• **What to work on**:
Could the entries below be retyped exactly and in full?

Stored data entries
-=-=-
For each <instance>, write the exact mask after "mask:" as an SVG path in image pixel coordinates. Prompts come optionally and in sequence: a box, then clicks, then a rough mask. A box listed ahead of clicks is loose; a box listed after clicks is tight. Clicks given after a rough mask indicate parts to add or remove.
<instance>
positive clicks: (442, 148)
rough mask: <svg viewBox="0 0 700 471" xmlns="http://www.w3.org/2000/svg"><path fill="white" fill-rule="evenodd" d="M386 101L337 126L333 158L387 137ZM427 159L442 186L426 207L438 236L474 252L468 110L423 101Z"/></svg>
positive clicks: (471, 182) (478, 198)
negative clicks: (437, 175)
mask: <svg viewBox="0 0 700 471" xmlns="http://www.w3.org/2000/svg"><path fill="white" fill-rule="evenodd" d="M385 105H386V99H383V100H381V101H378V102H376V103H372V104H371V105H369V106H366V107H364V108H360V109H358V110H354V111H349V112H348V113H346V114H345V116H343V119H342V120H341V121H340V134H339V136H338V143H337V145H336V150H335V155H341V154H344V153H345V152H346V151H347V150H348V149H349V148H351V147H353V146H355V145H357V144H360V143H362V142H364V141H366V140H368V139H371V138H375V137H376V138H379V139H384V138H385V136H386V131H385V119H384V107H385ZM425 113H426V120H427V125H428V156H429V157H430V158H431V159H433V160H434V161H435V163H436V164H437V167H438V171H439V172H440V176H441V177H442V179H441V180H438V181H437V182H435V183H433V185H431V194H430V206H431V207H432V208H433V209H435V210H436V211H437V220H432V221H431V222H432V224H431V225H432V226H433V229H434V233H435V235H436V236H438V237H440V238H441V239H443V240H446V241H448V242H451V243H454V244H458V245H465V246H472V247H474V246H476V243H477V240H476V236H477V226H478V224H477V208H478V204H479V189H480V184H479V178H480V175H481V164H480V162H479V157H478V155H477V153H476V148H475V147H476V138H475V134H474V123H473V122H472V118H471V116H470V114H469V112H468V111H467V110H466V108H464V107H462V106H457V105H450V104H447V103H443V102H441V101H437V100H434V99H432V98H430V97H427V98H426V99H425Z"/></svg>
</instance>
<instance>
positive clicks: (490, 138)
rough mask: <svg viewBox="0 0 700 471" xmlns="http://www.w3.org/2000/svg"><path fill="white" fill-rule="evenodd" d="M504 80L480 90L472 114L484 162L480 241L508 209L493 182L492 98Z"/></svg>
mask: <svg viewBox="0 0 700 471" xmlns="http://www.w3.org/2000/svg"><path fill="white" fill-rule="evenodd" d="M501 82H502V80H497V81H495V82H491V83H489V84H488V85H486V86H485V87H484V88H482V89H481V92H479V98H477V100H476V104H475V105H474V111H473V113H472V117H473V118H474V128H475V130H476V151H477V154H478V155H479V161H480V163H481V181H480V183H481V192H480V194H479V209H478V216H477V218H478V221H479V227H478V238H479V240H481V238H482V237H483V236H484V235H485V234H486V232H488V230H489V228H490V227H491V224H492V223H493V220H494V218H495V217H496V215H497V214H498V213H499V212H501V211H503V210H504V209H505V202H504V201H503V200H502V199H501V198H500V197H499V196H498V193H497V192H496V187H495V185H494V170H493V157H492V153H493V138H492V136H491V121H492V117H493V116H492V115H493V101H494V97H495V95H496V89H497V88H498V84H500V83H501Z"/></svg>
-=-=-
• **Solution**:
For each <instance>, write the exact mask after "mask:" as an SVG path in image pixel coordinates. Prompts come optionally and in sequence: a box, then clicks, then a rough mask. A box listed ahead of clicks is loose; a box listed after clicks is tight. Clicks given after a rough mask indicate parts to add or remove.
<instance>
positive clicks: (442, 148)
rough mask: <svg viewBox="0 0 700 471" xmlns="http://www.w3.org/2000/svg"><path fill="white" fill-rule="evenodd" d="M386 101L337 126L333 158L387 137ZM427 159L442 186L426 207L438 236L474 252L468 110L423 101Z"/></svg>
positive clicks: (471, 182) (478, 198)
negative clicks: (437, 175)
mask: <svg viewBox="0 0 700 471" xmlns="http://www.w3.org/2000/svg"><path fill="white" fill-rule="evenodd" d="M385 105H386V99H383V100H381V101H378V102H376V103H372V104H371V105H369V106H366V107H364V108H360V109H358V110H354V111H349V112H348V113H346V114H345V116H343V119H342V120H341V121H340V134H339V136H338V143H337V145H336V150H335V155H341V154H344V153H345V152H346V151H347V150H348V149H349V148H351V147H353V146H355V145H357V144H360V143H362V142H364V141H366V140H368V139H371V138H375V137H376V138H379V139H384V138H385V136H386V131H385V119H384V107H385ZM425 113H426V120H427V125H428V156H429V157H430V158H431V159H433V160H434V161H435V163H436V164H437V167H438V171H439V172H440V176H441V177H442V179H441V180H438V181H437V182H435V183H433V185H431V194H430V206H431V207H432V208H433V209H435V210H436V211H437V220H432V221H431V222H432V224H431V225H432V226H433V229H434V233H435V235H436V236H438V237H440V238H441V239H443V240H446V241H448V242H451V243H454V244H458V245H465V246H472V247H474V246H476V243H477V240H476V236H477V226H478V224H477V208H478V204H479V189H480V184H479V178H480V175H481V164H480V162H479V157H478V155H477V153H476V148H475V147H476V138H475V134H474V123H473V122H472V118H471V116H470V114H469V112H468V111H467V110H466V108H464V107H462V106H457V105H450V104H447V103H443V102H441V101H437V100H434V99H432V98H430V97H427V98H426V99H425Z"/></svg>
</instance>
<instance>
positive clicks: (490, 138)
rough mask: <svg viewBox="0 0 700 471" xmlns="http://www.w3.org/2000/svg"><path fill="white" fill-rule="evenodd" d="M504 80L480 90L472 114L484 162L480 241L508 209L493 182L492 98Z"/></svg>
mask: <svg viewBox="0 0 700 471" xmlns="http://www.w3.org/2000/svg"><path fill="white" fill-rule="evenodd" d="M501 82H502V80H497V81H495V82H491V83H489V84H488V85H486V86H485V87H484V88H482V89H481V92H479V98H477V100H476V104H475V105H474V111H473V113H472V117H473V118H474V128H475V130H476V151H477V154H478V155H479V161H480V163H481V181H480V183H481V192H480V194H479V209H478V216H477V218H478V221H479V227H478V238H479V240H481V238H482V237H483V236H484V235H485V234H486V232H488V230H489V228H490V227H491V224H492V223H493V220H494V218H495V217H496V215H497V214H498V213H499V212H501V211H503V210H504V209H505V202H504V201H503V200H502V199H501V198H500V197H499V196H498V193H497V192H496V187H495V185H494V170H493V157H492V153H493V138H492V136H491V121H492V117H493V116H492V115H493V101H494V97H495V95H496V89H497V88H498V84H500V83H501Z"/></svg>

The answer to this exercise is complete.